TEXTE À LIRE:
#####

Une fin d'année plus sereine en politique européenne?
Les prochaines semaines s'annoncent importantes pour l'Union européenne. À l'approche de la fin de la période de transition, le Royaume-Uni et l'UE vont finalement devoir trancher en ce qui concerne l'accord sur le Brexit. Et la semaine prochaine, le 10 décembre, la BCE annoncera ses nouvelles mesures d'assouplissement. Le sommet européen des chefs de gouvernement des 10 et 11 décembre est peut-être un peu moins attendu, mais il n'en demeure pas moins important. Point probablement à l'ordre du jour (informel): la sortie de l'impasse autour du Cadre financier pluriannuel 2021 - 2027 (Multiannual Financial Framework - MFF). Le plan de relance, qui pèse au total environ 1.800 milliards d'euros, comprend, outre le MFF habituel (1.074 milliards), un fonds supplémentaire et temporaire (EU Next Generation – NG-EU) de 750 milliards. Plusieurs États membres (la Pologne, la Hongrie et récemment aussi la Slovénie) menacent en effet d'opposer leur veto. La pierre d'achoppement ne réside pas dans le MFF ni dans le plan de relance complémentaire (NG-EU). Au contraire. Le litige porte sur l'introduction de la "conditionnalité à l'État de droit", un principe qui lie le versement des subventions européennes à des exigences strictes en matière de protection de l'État de droit.
Cette impasse ne constitue pas seulement un problème politique. Elle pourrait également engendrer un retard dans l'application du nouveau MFF - avec l'ajout du programme de stimulation NG-EU, le plus important jamais mis en place par l'UE. Via ce programme, l'UE entend soutenir le redémarrage des économies européennes à partir de la mi-2021 et assurer la transition vers une économie plus durable, digitale et résiliente.

#####

EXTRAIT DES DONNÉES:

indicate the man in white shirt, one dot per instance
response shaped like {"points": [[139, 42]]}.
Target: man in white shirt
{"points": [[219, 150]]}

#####

CONSIGNE:
Rendez en anglais cette phrase du texte sur la politique européenne : « Plusieurs États membres (la Pologne, la Hongrie et récemment aussi la Slovénie) menacent en effet d'opposer leur veto. » La liste constitue un document à part, indépendant du texte.

RÉSULTAT:
Several member states (Poland, Hungary and, more recently, Slovenia as well) are indeed threatening to use their veto.